THE INPUT Block Start

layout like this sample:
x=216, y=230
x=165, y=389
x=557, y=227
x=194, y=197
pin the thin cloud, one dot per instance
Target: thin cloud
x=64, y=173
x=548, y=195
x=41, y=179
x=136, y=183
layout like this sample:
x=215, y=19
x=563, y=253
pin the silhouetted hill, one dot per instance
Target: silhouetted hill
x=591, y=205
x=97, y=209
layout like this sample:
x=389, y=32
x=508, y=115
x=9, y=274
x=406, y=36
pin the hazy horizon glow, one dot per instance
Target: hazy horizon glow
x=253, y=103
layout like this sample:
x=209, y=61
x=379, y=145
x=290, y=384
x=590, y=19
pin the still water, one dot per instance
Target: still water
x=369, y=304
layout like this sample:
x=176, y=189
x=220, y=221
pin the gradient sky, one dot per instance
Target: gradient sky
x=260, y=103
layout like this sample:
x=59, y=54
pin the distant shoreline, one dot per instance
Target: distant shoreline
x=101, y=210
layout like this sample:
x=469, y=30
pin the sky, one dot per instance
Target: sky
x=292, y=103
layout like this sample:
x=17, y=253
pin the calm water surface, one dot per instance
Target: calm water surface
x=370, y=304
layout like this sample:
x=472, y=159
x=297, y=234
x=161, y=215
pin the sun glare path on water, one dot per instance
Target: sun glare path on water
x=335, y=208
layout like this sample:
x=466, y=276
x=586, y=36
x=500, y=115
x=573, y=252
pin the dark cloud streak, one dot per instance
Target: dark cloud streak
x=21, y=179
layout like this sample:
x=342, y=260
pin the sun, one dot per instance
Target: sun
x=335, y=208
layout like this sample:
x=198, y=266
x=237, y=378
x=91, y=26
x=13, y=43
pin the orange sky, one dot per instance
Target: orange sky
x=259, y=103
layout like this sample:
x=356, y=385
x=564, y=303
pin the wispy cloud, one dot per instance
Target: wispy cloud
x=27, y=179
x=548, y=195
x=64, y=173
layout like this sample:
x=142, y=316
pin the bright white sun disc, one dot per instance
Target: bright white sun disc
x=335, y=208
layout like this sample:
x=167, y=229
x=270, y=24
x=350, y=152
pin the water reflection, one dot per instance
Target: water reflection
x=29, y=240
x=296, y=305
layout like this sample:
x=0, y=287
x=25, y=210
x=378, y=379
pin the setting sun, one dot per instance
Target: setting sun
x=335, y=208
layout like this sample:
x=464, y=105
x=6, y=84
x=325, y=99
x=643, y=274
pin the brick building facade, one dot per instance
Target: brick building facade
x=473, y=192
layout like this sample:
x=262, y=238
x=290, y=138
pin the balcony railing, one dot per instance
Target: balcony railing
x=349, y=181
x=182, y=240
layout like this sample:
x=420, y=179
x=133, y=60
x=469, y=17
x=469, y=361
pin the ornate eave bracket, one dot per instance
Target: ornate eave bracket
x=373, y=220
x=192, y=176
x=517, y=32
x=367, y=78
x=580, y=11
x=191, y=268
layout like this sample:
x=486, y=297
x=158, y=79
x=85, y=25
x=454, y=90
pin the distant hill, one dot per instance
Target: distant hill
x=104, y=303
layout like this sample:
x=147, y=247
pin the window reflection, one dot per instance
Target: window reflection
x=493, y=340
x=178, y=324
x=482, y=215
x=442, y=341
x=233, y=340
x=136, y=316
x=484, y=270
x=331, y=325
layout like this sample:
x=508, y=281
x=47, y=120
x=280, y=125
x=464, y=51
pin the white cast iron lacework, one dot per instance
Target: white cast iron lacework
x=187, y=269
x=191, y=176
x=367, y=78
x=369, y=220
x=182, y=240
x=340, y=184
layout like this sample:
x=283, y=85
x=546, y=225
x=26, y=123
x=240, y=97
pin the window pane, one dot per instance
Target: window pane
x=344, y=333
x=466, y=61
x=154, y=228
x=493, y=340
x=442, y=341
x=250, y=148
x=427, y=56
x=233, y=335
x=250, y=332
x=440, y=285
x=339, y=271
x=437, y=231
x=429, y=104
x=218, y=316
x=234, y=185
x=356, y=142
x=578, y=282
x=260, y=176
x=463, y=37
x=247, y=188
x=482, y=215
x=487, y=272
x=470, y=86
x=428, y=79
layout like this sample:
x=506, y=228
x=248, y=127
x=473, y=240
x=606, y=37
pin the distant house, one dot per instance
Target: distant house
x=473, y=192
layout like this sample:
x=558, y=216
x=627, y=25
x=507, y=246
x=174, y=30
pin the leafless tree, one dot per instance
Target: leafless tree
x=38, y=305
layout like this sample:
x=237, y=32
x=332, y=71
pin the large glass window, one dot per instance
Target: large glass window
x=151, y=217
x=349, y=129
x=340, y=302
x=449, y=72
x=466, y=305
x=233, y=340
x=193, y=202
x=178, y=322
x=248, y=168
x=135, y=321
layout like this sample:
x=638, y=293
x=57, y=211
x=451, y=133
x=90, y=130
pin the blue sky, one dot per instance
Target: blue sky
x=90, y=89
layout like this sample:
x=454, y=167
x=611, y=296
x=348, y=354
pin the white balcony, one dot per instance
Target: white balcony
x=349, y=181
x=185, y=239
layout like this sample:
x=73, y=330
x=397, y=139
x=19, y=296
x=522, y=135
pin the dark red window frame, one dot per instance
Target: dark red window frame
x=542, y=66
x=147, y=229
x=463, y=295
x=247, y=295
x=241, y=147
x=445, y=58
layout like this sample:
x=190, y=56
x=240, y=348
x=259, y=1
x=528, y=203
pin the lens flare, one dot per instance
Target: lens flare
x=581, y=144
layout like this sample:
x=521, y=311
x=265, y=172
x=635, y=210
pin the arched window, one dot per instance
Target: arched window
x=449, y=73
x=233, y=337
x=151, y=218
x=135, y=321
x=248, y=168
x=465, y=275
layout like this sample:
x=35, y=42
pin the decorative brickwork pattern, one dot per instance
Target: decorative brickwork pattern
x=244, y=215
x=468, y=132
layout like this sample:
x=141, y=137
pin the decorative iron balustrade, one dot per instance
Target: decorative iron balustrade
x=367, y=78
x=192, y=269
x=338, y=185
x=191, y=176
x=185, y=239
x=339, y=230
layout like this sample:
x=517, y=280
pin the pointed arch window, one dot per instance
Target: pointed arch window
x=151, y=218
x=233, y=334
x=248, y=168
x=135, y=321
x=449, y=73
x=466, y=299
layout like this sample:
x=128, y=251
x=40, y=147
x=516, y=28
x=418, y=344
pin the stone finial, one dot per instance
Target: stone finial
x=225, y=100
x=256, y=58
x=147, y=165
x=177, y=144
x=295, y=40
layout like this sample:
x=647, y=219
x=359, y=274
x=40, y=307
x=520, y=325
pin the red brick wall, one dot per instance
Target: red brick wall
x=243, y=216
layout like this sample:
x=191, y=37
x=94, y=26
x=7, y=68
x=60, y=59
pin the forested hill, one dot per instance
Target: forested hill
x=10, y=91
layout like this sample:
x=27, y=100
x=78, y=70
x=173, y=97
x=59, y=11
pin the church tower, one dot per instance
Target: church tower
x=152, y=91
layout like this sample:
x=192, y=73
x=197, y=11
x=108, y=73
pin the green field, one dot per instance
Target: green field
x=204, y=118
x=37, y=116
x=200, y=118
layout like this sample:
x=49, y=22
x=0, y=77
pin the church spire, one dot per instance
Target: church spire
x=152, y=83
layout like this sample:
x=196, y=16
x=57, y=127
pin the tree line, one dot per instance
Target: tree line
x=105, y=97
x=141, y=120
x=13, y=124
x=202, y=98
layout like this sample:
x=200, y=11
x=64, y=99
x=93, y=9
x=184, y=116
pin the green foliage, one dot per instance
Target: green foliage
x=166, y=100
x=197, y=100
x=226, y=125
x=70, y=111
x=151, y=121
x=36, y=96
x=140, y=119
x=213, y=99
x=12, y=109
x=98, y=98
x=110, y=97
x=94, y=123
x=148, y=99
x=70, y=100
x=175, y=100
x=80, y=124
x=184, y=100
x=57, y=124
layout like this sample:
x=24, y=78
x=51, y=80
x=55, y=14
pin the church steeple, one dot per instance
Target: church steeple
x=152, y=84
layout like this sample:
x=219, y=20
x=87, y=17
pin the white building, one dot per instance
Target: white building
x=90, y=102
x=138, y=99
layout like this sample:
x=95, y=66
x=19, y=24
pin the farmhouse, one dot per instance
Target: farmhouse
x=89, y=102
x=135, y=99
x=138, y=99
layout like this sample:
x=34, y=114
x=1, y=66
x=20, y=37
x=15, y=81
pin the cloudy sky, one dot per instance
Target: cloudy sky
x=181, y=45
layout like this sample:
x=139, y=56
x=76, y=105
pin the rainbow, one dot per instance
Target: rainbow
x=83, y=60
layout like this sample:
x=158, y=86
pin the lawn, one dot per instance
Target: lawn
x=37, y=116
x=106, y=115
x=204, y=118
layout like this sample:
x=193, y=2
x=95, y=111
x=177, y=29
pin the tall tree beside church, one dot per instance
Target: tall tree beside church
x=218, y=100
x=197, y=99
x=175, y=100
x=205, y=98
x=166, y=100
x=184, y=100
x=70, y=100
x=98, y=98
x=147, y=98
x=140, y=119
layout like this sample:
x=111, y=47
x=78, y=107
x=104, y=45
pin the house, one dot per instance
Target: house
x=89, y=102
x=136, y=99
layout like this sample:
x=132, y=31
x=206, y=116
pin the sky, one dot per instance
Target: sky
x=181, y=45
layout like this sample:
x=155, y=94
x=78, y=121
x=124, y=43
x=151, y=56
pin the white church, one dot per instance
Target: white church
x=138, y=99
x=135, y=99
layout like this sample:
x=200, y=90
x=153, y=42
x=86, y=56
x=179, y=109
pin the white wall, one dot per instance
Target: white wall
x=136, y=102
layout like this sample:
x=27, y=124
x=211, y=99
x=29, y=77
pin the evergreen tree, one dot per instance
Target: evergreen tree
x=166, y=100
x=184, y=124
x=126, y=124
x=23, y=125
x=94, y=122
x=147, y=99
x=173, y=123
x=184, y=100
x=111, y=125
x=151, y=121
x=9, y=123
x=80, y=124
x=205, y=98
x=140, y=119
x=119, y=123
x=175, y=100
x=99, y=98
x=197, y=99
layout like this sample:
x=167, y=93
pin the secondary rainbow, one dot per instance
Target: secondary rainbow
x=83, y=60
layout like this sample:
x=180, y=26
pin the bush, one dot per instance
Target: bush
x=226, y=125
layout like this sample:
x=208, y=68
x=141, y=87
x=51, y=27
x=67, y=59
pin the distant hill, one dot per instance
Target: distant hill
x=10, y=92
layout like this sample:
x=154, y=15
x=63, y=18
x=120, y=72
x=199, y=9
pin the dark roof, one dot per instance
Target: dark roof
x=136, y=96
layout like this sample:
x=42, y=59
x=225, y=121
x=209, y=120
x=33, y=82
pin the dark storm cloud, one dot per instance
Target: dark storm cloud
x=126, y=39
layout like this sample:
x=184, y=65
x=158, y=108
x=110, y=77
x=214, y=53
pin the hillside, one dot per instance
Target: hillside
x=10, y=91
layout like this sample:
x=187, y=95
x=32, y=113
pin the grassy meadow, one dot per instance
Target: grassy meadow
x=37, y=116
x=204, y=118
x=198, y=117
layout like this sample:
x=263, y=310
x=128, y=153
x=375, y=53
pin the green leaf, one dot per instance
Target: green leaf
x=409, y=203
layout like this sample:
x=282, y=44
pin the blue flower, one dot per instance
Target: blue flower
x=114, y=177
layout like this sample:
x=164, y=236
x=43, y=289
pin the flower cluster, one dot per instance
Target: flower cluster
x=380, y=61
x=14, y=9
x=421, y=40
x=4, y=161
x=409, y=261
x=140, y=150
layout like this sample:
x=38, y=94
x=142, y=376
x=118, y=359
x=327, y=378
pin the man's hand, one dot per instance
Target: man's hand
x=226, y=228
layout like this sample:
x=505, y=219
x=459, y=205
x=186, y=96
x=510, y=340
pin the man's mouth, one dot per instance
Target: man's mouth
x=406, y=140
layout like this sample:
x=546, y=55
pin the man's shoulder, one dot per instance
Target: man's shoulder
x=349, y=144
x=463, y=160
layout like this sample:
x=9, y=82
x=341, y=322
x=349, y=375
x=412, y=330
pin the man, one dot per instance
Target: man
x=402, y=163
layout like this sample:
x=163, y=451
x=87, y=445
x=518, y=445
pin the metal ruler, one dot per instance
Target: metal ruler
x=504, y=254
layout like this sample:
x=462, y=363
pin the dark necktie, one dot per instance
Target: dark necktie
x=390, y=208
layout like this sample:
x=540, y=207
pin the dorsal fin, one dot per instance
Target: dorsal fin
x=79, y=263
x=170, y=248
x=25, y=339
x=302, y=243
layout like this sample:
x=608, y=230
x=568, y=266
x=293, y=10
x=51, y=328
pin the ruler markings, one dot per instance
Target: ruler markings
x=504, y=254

THE INPUT Block End

**INSTRUCTIONS TO FOLLOW**
Above are the records; please copy exactly their first line and each line after it through the line containing "x=563, y=253", and no line after that.

**RESULT**
layout like this sample:
x=216, y=230
x=165, y=389
x=557, y=227
x=194, y=197
pin the thin cloud, one dot per instance
Target: thin cloud
x=64, y=173
x=548, y=195
x=41, y=179
x=136, y=183
layout like this sample:
x=215, y=19
x=563, y=253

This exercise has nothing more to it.